== CONSIGNES ==
[A] Indiquez si chacune des affirmations suivantes concorde avec le texte sur la pièce Sappho. Répondez par oui ou par non et citez mot pour mot les mots du texte qui tranchent la question.
(i) La pièce est présentée au Théâtre de Quat’Sous du 8 mars au 2 avril.
(ii) Denise désigne ses protégées sous le nom de « Sœurs ».
(iii) Chacune des femmes évoque son lien avec une consœur absente au moyen d’un chant.
[B] Reprenez le texte sur la pièce Sappho là où il s’arrête et poursuivez-le.

Crédits photo: Yanick Macdonald
Mise en scène par Marie-Ève Milot et coécrite par cette dernière et Marie-Claude St-Laurent, la pièce Sappho, présentée au Théâtre de Quat’Sous du 8 mars au 2 avril, est une ode à la sororité qui explore l’amour entre femmes sous ses multiples facettes.
Propriétaire d’une maison en décrépitude, Denise (captivante Muriel Dutil) accueille des femmes de toutes provenances et de tous âges qui trouvent l’asile en cet endroit « fait pour [qu‘elles soient] bien et en sécurité ». Entre ces murs au papier peint effrité, la doyenne perpétue l’héritage de la poétesse grecque Sappho en racontant son histoire tout en offrant un refuge à ses « Muses », nom qu’elle donne à ses protégées. « C’est ici et ensemble qu’elles réinventent la philia », relation à mi-chemin entre amour et amitié. Unies, les plus jeunes prennent soin de la matriarche qui, à travers la tradition orale, leur transmet la parole de Sappho.
La pièce détient cette valeur à la fois humaine et historique : Marie-Ève Milot et Marie-Claude St-Laurent assemblent les fragments de l’œuvre de la poétesse en les mêlant à l’histoire de personnages féminins multidimensionnels. La pluralité des relations qui unissent ces femmes est dépeinte lorsque, chacune leur tour, elles évoquent leur lien avec une consoeur absente – une fille, une amie ou une amoureuse – par le biais d’une lettre.

== LIGNES FOURNIES ==
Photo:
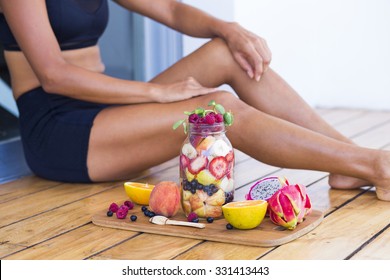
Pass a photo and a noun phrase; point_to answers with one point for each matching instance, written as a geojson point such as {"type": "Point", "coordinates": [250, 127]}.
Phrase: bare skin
{"type": "Point", "coordinates": [299, 137]}
{"type": "Point", "coordinates": [126, 139]}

== RÉPONSES ==
[A]
(i) Oui : « présentée au Théâtre de Quat’Sous du 8 mars au 2 avril ».
(ii) Non : « ses « Muses », nom qu’elle donne à ses protégées ».
(iii) Non : « par le biais d’une lettre ».

[B]
La cohésion se ressent d’ailleurs au sein de la distribution. À la fin de la représentation, les cinq interprètes s’étreignent. Cette indéniable chimie entre les comédiennes rejaillit sur scène, où la sincérité émane des liens tissés.
Un vieux rétroprojecteur qui cadre avec l’apparence négligée des lieux montre au public les images que colle Denise dans son livre de scrapbooking. Le grand mur au fond de la scène devient porteur de la vie de la poétesse. Rappelant les figures noires des vases grecs, les ombres conjuguent passé et présent. Bien que l’outil soit désuet, il dynamise la narration et offre des visions créatives et uniques au public. La superposition d’acétates qui montrent les différents visages qu’a portés Sappho au fil des ans est ainsi remarquée. Un passage où des gouttes violettes sont déposées dans un bassin d’eau sur le rétroprojecteur présente également un sublime tableau en mouvance.
Il est touchant de voir abordés sur scène le désir féminin et l’amour mère-fille. Le parallèle établi par Marie-Ève Milot et Marie-Claude St-Laurent entre l’ancienne tenancière de boîte de nuit qu’est Denise et la poétesse de l’Antiquité atteste que malgré les siècles qui séparent les deux femmes, leur destin se croise. Comme quoi Sappho a su capter l’essence de ce qu’être femme signifie, hors de l’espace et du temps.